__Goal of the exercise__:
Write out each of the items below word for word, leaving out the images.

__Given records__:
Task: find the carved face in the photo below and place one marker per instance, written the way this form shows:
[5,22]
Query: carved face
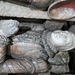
[63,40]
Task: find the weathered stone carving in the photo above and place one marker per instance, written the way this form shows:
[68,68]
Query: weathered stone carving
[8,27]
[62,10]
[41,44]
[32,49]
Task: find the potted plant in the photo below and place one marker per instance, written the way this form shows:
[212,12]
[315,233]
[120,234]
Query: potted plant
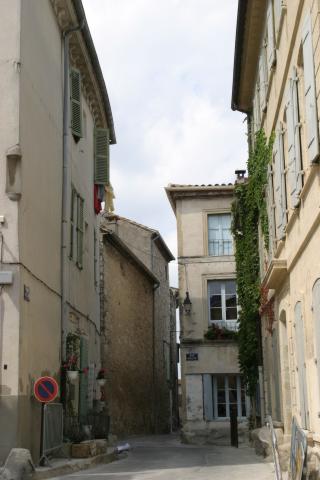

__In response__:
Task: find the carved face in the photo below and place one marker per instance, written the way this form shows:
[5,22]
Query: carved face
[63,40]
Task: find the weathered stone carving in the photo above and place one marker per instance, written the way this form shows:
[68,68]
Query: weathered stone carving
[8,27]
[62,10]
[41,44]
[32,49]
Task: find the potted plant in the photo below and place one marker per instance, written the way this form shows:
[212,12]
[315,233]
[120,234]
Query: potted plant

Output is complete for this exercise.